__Source extract__:
Along came LinkedIn’s Publish a Post feature, and we all know the result of that. Over one million people have written long posts which have been great; average; and, well, terrible. I caught the fever and am still infected. I publish a post once a week on Monday. This feature has been very enjoyable for me.

Running the LinkedIn marathon

If you’re like me and engage in the following LinkedIn activities, you’re running the LinkedIn marathon.

1. My LinkedIn schedule has me on the platform almost every day of the year, including holidays. I’ve missed a couple of days here and there. Surely this amount of activity is enough for people to think, “Is Bob crazy.” Or “Does Bob have a life?” Or simply “Why?” Perhaps all three are accurate questions.

2. Having the LinkedIn app has only increased my activity. I find the LinkedIn app to be kind of clunky, yet it’s the last thing I look at before I go to bed. That’s after I shut down my computer hours earlier after being on…you guessed it, LinkedIn. Another sign I’m running the LinkedIn marathon.

3. I did a rough estimation of the number of updates I write a week by going to Who’s Viewed Your Profile. I was surprised to see that I only average four plus updates a day. The suggested number of updates is one a day, lest you annoy your connections.

One week I wrote 43 updates, or more than six updates a day. What the hell was wrong with me that day?

4. Another sign of running the LinkedIn marathon. One of my infrequently seen friends told me she’s seen me a lot. By that she meant on LinkedIn. I couldn’t tell if that is a good or a bad thing. I felt like asking her if she is even on LinkedIn, as I haven’t seen her in ages. But I didn’t want to come off as a wise ass. (Read Don’t disappear my valued LinkedIn connections.)

5. I’ve noticed that as of late, negativity has been rampant on LinkedIn, and it’s getting to be a bit much. Most of the negativity is about LinkedIn Pulse where featured posts land. It makes them look more like poor losers and little babies. I won’t mention names, though. The mere fact I care about this shows I’m running the LinkedIn marathon.

6. Often I’m asked if I make money from being on LinkedIn. My answer is, “Enough.” I have a day job as a workshop facilitator at an urban career center, as well as a LinkedIn side business. All requests for help are from people who contact me because they’ve seen my profile or posts on LinkedIn.

This is another reason why I need to continue running the marathon; to maintain business. People appreciate consistency.

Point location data
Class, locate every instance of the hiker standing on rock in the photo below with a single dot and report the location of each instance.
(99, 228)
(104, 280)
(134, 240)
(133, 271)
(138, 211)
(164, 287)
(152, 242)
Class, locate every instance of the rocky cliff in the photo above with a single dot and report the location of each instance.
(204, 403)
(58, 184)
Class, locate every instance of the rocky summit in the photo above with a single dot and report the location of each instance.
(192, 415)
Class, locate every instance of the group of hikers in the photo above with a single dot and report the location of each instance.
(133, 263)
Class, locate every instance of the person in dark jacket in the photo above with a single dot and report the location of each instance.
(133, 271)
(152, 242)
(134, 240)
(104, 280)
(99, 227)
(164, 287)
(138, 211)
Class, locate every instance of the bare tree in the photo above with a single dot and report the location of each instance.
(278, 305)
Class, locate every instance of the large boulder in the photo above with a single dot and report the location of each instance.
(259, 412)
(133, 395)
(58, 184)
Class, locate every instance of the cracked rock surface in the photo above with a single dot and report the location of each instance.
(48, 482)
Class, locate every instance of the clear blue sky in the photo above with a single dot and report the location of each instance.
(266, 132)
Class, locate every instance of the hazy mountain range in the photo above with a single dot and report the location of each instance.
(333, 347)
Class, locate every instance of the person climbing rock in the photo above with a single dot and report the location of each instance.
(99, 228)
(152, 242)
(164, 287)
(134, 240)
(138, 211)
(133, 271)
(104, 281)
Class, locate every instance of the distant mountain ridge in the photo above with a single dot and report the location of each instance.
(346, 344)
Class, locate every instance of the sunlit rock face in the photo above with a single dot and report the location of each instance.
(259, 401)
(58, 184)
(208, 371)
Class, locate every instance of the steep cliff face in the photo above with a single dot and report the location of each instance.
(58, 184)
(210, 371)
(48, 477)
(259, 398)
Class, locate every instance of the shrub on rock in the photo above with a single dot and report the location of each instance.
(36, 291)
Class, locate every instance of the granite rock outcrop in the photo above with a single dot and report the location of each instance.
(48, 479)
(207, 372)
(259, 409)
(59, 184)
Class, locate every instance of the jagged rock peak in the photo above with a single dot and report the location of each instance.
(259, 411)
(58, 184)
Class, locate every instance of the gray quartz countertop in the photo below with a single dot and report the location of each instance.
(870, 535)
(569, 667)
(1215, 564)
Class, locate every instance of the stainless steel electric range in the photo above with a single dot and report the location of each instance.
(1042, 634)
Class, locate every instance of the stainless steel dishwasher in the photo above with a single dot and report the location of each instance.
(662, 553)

__Using the information__:
- 1) Sum up the post about running the LinkedIn marathon in two sentences.
- 2) Carry on the post about running the LinkedIn marathon, picking up right after its last sentence.

__Answers to this exercise__:
- 1) The writer caught the fever of LinkedIn's Publish a Post feature, publishes a post every Monday, and describes the signs of "running the LinkedIn marathon." These signs include being on the platform almost every day of the year, checking the app last thing before bed, averaging more than four updates a day, and getting all requests for help for a LinkedIn side business from people who saw the writer's profile or posts, so the writer needs to keep going to maintain business.

- 2)
7. I often wonder if there is such thing as being addicted to LinkedIn. So I Googled “LinkedIn Addiction.” I found some articles on LinkedIn addiction. The first one is from Inc.com and according to this article, I am addicted based on the first three. After that, the author is just talking trash.

Here are the three signs of addiction that apply to me:

1. You check LinkedIn:

  • during every lunch break.
  • more than five times per day. Or per hour.
  • at every red light.
  • while playing with your kids.

2. Checking LinkedIn is the first thing you do when you wake up.

3. And the last thing you do before going to sleep.

All of this fits me to a T. I log more hours on LinkedIn than a truck driver on a cross-country run.

Read the article for a couple of laughs.

8. I teach two LinkedIn workshops and estimate that I’ve taught thousands of them over the years. This doesn’t include workshops I’ve led for outside organizations, so the number is pretty high. I’m saying this justifies why I need to be well versed on LinkedIn.

Who am I kidding? I use LinkedIn mostly for personal reasons.

9. The questions I need to ask myself are do I have the stamina to maintain this insane LinkedIn activity? Will I have to pare back? Will I burn out and totally drop of the face of the earth? These would be a sad things.


So, given all of what I’ve said, I guess the smart thing to do would be to modify my activity on LinkedIn, so I…don’t burn out. Perhaps sharing three updates a day, being on LinkedIn multiple times a day (this includes the phone), and sharing posts in groups is leading me toward burnout, like my friend. Maybe I’ll need to pace myself better. But for now, I’m having too much fun.